◆ Task directions ◆
Extract each line of the material that contains the word "railing", and reproduce those lines in full in their original order.

◆ Data for this exercise ◆
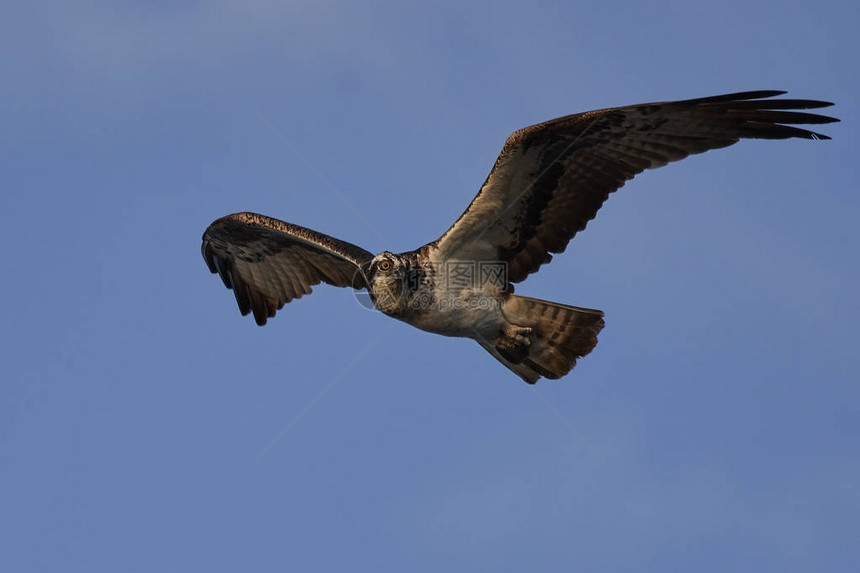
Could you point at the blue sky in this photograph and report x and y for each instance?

---

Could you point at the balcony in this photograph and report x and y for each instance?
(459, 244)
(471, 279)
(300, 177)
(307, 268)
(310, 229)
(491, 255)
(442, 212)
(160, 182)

* * *

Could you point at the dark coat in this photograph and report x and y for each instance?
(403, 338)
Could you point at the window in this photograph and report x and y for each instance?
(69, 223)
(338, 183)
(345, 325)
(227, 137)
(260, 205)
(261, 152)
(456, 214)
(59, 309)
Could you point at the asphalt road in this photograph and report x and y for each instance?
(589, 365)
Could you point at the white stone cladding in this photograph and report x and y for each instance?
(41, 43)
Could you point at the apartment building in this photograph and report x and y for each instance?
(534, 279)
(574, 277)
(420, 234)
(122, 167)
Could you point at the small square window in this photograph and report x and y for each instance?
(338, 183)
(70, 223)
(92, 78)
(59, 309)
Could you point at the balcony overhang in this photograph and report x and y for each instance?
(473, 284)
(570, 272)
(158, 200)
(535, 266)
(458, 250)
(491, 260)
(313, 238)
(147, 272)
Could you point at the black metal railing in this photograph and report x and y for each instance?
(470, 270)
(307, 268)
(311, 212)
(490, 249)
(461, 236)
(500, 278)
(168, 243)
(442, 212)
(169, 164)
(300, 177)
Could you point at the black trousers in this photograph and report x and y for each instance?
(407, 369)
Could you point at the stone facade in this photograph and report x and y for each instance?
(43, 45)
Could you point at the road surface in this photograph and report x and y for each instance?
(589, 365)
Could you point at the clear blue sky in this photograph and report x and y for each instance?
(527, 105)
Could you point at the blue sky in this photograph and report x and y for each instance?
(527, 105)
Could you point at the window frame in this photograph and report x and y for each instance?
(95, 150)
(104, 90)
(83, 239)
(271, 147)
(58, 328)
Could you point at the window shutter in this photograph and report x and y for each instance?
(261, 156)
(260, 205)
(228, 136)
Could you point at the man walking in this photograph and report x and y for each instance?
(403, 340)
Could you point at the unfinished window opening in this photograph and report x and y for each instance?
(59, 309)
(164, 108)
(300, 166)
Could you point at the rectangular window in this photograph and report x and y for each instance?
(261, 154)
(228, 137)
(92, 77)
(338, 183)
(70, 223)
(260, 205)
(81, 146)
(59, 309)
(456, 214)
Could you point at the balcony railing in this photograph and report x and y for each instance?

◆ Task output ◆
Could you point at the black metal railing in this photograph and report x and y for each instance?
Could you point at the balcony railing in this photograph and report x and y for each instance?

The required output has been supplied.